Problem description
Return the whole listing, keeping every character the same.

(Data records)
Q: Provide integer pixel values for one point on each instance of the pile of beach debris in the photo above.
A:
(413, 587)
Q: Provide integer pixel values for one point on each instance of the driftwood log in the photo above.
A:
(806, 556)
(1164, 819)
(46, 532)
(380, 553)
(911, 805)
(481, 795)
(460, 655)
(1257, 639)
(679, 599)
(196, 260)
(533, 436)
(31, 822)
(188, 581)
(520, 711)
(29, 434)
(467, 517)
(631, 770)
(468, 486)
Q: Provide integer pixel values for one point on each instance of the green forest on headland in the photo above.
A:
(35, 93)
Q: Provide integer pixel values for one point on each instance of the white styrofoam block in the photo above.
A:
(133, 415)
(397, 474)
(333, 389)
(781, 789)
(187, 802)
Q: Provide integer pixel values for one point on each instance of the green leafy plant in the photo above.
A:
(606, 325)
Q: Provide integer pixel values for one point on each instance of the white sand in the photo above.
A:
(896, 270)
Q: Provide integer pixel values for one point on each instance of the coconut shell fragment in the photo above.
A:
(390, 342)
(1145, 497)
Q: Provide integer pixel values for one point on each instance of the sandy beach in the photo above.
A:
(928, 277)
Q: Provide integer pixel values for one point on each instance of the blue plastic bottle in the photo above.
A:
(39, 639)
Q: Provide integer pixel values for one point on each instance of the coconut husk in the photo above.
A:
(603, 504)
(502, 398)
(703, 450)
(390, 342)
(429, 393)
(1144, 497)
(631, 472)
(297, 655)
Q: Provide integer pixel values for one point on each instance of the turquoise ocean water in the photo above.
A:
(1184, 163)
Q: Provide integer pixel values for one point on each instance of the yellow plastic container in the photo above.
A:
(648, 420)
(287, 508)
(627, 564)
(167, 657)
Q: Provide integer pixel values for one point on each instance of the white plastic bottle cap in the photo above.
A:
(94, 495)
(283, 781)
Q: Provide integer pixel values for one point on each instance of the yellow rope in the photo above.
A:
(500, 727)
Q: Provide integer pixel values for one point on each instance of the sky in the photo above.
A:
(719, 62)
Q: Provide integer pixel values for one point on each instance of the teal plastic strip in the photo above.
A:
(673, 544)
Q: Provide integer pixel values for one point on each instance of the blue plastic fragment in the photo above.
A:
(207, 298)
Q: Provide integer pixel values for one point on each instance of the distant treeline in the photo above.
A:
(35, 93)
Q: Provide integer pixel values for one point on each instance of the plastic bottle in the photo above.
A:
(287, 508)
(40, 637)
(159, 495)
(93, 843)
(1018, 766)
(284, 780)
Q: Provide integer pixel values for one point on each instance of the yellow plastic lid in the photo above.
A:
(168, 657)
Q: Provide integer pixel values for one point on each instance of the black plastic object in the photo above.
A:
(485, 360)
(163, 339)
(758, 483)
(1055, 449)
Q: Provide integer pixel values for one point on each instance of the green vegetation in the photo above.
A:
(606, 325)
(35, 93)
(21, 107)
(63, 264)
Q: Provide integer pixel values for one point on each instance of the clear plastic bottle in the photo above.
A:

The answer
Q: Provide integer pixel values for one point on each instance of the pile of beach debris in the photo above.
A:
(413, 587)
Q: Provide integer pixel values for one point on each instance of the driftwood log in the photo above.
A:
(806, 556)
(1164, 819)
(46, 532)
(380, 553)
(911, 805)
(481, 795)
(460, 655)
(1257, 639)
(679, 599)
(196, 260)
(533, 436)
(31, 822)
(188, 581)
(520, 711)
(29, 434)
(467, 517)
(631, 770)
(468, 486)
Q: Provide integer pixel values for one point on each instance of the green forest on headland in the photo above.
A:
(35, 93)
Q: Provide integer pixel values for one point on each instance of the white styrofoam block in the photo above.
A:
(133, 415)
(397, 474)
(333, 389)
(781, 789)
(187, 802)
Q: Provide integer pixel values for one point on each instance of the green leafy plant in the photo above.
A:
(606, 325)
Q: Provide integer pixel values for one point on each instance of the white sand in the photo above.
A:
(896, 270)
Q: Provide integer pixel values for one point on each instance of the coconut shell fragment in the photo above.
A:
(390, 342)
(1145, 497)
Q: Provide integer pixel values for one point on each instance of the sandy beach in the photo above.
A:
(928, 277)
Q: Provide integer pixel values for one point on each instance of the blue plastic bottle in the photo above.
A:
(39, 639)
Q: Provide integer pixel values for one point on each instance of the coconut husk in the photo above.
A:
(603, 504)
(502, 398)
(703, 450)
(390, 342)
(429, 393)
(1144, 497)
(631, 472)
(297, 655)
Q: Provide integer pixel values for one point on each instance of the turquoise ocean water in the photo above.
A:
(1184, 163)
Q: Provide integer pixel values for one point on each instance of the yellow plastic container in the photo above.
A:
(648, 420)
(287, 508)
(627, 564)
(167, 657)
Q: Provide integer pixel values for one point on each instance of the white plastic bottle cap in the photo above.
A:
(94, 495)
(283, 781)
Q: Provide integer pixel values for one point on each instance of the yellow rope in the photo above.
A:
(500, 727)
Q: Provide integer pixel values for one point on each instance of the sky in the photo above.
A:
(719, 62)
Q: Provide integer pixel values for one point on each instance of the teal plastic strip in the photo above.
A:
(673, 544)
Q: Provide integer pixel values for one point on each instance of the blue plastic fragment in the photo above.
A:
(207, 298)
Q: Provide integer pixel values for one point on each instance of the distant treeline in the photo above.
A:
(35, 93)
Q: Provide integer pixel values for one point on each instance of the plastic bottle in the photo above.
A:
(287, 508)
(40, 637)
(159, 495)
(93, 843)
(1018, 766)
(284, 780)
Q: Provide integer pixel values for one point on each instance of the yellow plastic lid in the photo above.
A:
(168, 657)
Q: Provide integer pixel values for one point on each instance of the black plastic object in the photo above.
A:
(485, 360)
(163, 339)
(758, 483)
(1055, 449)
Q: Provide integer pixel values for one point on each instance of the green vegetation in the photo above.
A:
(606, 325)
(35, 93)
(21, 107)
(63, 264)
Q: Provide integer pixel values for one point on each instance of the clear plastic bottle in the photo above.
A:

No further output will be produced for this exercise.